What is needed
Continue the news article about the NRL scientists' award for their slicer algorithm, picking up after its last sentence.

Given text
NRL Scientists Receive ASME Best Paper Award for ‘Slicer’ Algorithm

By Daniel Parry

Three research scientists from the Computational Multiphysics Systems Lab, at the U.S. Naval Research Laboratory (NRL), have been awarded the Best Paper Award by the American Society of Mechanical Engineers (ASME) for their research on geometric algorithms known as ‘slicers’ used in additive manufacturing.

The “Best of Conference Paper” was awarded to Drs. Athanasios Iliopoulos, John Michopoulos, and John Steuben at the 2016 Computers and Information in Engineering Conference for their paper entitled “Implicit slicing for functionally tailored additive manufacturing.”

Additive manufacturing (AM), also known as layered manufacturing, rapid prototyping, or less formally as 3-D printing, is an increasingly important family of fabrication techniques for the production of a wide variety of components. These fabrication techniques are characterized by successive ‘additions’ of material to a domain, as opposed to the repeated subtractions [of excess material] that are employed by most traditional fabrication technologies.

“The purpose of the slicer is to compute a parametric toolpath and associated commands, which direct an AM system to produce a physical realization of a three-dimensional input model,” said Michopoulos, head, Computational Multiphysics Systems Laboratory. “Existing slicing algorithms operate by application of geometric transformations upon the input geometry in order to produce the toolpath. In this paper we introduced a new implicit slicing algorithm based on the computation of toolpaths derived from the level sets of arbitrary heuristics-based or physics-based fields defined over the input geometry.”

Record extracts
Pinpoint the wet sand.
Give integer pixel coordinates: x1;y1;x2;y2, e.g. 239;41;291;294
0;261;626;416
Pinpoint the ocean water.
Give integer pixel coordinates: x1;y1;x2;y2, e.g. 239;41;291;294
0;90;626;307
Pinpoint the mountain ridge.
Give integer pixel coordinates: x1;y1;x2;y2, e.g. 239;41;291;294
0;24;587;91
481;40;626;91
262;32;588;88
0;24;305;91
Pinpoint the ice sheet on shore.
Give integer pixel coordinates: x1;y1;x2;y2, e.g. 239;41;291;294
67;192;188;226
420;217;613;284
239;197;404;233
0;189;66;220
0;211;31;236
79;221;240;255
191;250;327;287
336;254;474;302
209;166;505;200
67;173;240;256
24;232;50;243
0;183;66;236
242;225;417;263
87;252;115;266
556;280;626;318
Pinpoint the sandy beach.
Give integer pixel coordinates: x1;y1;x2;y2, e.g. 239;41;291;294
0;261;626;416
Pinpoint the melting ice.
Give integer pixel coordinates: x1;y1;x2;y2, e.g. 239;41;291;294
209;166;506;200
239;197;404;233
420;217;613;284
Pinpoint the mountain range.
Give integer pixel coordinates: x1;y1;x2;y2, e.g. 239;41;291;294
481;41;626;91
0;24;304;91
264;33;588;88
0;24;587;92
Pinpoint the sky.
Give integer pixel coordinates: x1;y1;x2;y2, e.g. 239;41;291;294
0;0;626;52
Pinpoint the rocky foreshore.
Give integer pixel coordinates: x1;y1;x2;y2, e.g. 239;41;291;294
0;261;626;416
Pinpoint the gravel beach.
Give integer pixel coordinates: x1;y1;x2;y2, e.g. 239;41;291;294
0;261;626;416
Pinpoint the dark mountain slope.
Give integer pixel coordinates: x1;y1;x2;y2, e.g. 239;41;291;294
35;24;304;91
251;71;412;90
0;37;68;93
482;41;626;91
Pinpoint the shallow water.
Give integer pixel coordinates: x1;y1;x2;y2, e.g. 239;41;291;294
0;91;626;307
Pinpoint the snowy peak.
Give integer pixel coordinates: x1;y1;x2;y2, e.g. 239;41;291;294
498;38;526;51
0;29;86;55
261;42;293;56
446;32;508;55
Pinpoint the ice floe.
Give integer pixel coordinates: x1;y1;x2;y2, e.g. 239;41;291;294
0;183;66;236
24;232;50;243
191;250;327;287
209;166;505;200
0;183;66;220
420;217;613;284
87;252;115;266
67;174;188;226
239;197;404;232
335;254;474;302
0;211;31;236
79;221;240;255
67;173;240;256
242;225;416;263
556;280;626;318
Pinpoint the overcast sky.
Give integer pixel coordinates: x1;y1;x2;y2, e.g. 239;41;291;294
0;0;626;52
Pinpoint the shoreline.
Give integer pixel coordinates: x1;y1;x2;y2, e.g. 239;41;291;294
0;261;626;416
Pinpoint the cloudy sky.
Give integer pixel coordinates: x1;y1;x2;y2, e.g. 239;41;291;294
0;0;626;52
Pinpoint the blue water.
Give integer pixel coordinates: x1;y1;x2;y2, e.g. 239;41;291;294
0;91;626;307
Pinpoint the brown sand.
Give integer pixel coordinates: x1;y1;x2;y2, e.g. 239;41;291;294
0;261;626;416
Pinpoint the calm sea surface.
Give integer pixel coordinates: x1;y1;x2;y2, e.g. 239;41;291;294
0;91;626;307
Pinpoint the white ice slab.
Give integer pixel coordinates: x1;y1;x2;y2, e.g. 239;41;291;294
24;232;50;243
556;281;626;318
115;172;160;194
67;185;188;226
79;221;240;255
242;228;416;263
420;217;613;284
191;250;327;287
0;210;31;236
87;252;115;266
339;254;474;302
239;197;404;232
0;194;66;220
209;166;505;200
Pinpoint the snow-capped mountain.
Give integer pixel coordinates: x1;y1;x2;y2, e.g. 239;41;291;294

...

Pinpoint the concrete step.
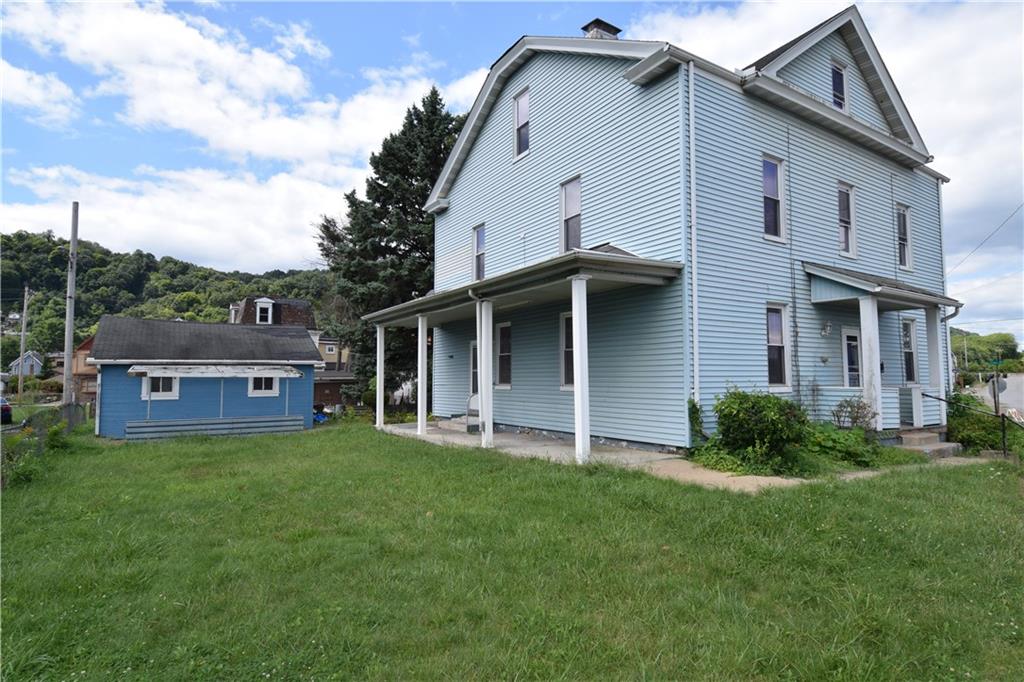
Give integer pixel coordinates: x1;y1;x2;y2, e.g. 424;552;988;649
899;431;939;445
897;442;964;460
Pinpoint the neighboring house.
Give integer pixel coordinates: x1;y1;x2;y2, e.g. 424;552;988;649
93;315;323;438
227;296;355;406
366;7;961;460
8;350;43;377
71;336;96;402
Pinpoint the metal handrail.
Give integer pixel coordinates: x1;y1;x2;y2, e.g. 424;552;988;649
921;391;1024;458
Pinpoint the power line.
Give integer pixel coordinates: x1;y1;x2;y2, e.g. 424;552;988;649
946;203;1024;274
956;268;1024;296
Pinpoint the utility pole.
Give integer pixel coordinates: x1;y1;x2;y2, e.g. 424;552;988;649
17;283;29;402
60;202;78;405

Result
The primary focus of this research is to illustrate the numerous advantages of adopting an implicit slicing methodology that may significantly improve the state of the AM digital thread, reduce the deficiency of design data, and facilitate ongoing efforts to develop functionally imbued AM objects.

By re-introducing design intent into the toolpath generation process, it is likely that the implicit methodology will allow the AM of complex components that are better suited to their intended purpose. Additionally, it may be possible to achieve important improvements in production time, raw material, and energy consumption that will in turn reduce the cost of AM structures and components.The ASME Computer and Information in Engineering (CIE) Division, Best Paper Awards recognize the best papers in each of the primary topics sponsored by the Technical Committees at the CIE annual conference, and the overall conference best paper. Primary topics include Advanced Modeling and Simulation (AMS), Computer-Aided Product and Process Development (CAPPD), Systems Engineering, Information and Knowledge Management (SEIKM), and Virtual Environments and Systems (VES).

In honor of this award, the team further acknowledges the provided support by the Office of Naval Research (ONR) through the U.S. Naval Research Laboratory’s core funding, and the National Research Council’s Research Associateship Program.